### What the task requires
Write out all of the material below again, requests included, shifting every bounding box in the answers by adding 115 to each of its pixel coordinates.

(Records from a dataset)
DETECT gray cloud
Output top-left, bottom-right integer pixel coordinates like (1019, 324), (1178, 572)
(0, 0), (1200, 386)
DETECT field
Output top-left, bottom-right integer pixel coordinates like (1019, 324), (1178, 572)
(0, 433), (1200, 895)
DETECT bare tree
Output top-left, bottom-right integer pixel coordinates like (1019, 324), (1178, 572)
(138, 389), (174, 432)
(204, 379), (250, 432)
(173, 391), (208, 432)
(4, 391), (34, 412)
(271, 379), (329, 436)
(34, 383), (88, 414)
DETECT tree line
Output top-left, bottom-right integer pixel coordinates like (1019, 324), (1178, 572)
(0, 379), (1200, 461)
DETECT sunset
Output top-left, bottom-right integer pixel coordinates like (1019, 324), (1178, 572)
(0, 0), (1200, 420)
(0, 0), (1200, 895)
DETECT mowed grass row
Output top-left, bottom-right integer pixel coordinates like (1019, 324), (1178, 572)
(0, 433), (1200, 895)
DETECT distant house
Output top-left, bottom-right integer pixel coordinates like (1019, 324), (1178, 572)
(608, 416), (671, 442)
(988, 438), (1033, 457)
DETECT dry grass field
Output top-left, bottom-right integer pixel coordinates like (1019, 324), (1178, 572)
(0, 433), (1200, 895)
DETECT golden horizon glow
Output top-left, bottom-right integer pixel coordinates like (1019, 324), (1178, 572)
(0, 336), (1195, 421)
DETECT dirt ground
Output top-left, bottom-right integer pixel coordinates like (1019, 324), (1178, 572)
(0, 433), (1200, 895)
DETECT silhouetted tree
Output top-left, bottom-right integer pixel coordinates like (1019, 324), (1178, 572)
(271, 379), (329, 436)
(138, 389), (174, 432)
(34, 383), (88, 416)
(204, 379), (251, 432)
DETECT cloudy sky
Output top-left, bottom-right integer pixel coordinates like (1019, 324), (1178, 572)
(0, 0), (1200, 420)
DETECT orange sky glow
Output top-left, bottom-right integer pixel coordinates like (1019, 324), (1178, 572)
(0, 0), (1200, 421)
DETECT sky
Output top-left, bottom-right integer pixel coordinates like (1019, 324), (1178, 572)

### Solution to this task
DETECT gray cloud
Output top-left, bottom-right integer pixel coordinates like (1019, 324), (1178, 572)
(115, 115), (1315, 501)
DETECT field
Output top-left, bottom-right integer pixel coordinates like (1019, 324), (1178, 572)
(115, 548), (1315, 1010)
DETECT bare tree
Output top-left, bottom-right integer pixel coordinates like (1019, 324), (1178, 572)
(253, 504), (289, 547)
(319, 494), (365, 547)
(288, 506), (323, 547)
(119, 506), (149, 527)
(386, 494), (444, 551)
(149, 498), (203, 529)
DETECT tree line
Output top-left, bottom-right integer pixel coordinates like (1019, 324), (1178, 572)
(115, 494), (1315, 576)
DETECT sunset
Output top-left, bottom-right integer pixel coordinates like (1019, 324), (1178, 572)
(115, 115), (1315, 535)
(115, 115), (1315, 1010)
DETECT mowed grass row
Output top-left, bottom-right integer pixel coordinates like (1019, 324), (1178, 572)
(115, 548), (1315, 1010)
DETECT distant house
Output top-left, bottom-right integer pixel coordinates like (1019, 324), (1178, 572)
(723, 531), (786, 557)
(1103, 553), (1148, 572)
DETECT dry grass field
Output top-left, bottom-right integer pixel coordinates like (1019, 324), (1178, 572)
(115, 548), (1315, 1010)
DETECT golden horizon glow
Output top-left, bottom-right integer pixel coordinates like (1019, 324), (1178, 572)
(115, 451), (1310, 536)
DETECT dirt ground
Output top-left, bottom-right integer pixel coordinates like (1019, 324), (1178, 572)
(115, 548), (1315, 1010)
DETECT silhouetted tree
Output top-left, bottom-right integer pixel coordinates like (1019, 324), (1178, 572)
(386, 494), (444, 551)
(253, 504), (289, 547)
(149, 498), (203, 531)
(319, 494), (366, 547)
DETECT cloudy sky
Output top-left, bottom-right integer pixel coordinates like (1019, 324), (1178, 572)
(115, 115), (1315, 535)
DETECT orange sky glow
Output top-left, bottom-right integer pixel coordinates like (1019, 324), (1178, 572)
(115, 115), (1315, 536)
DETECT sky
Output top-left, bottom-right integer pixel coordinates like (1019, 324), (1178, 572)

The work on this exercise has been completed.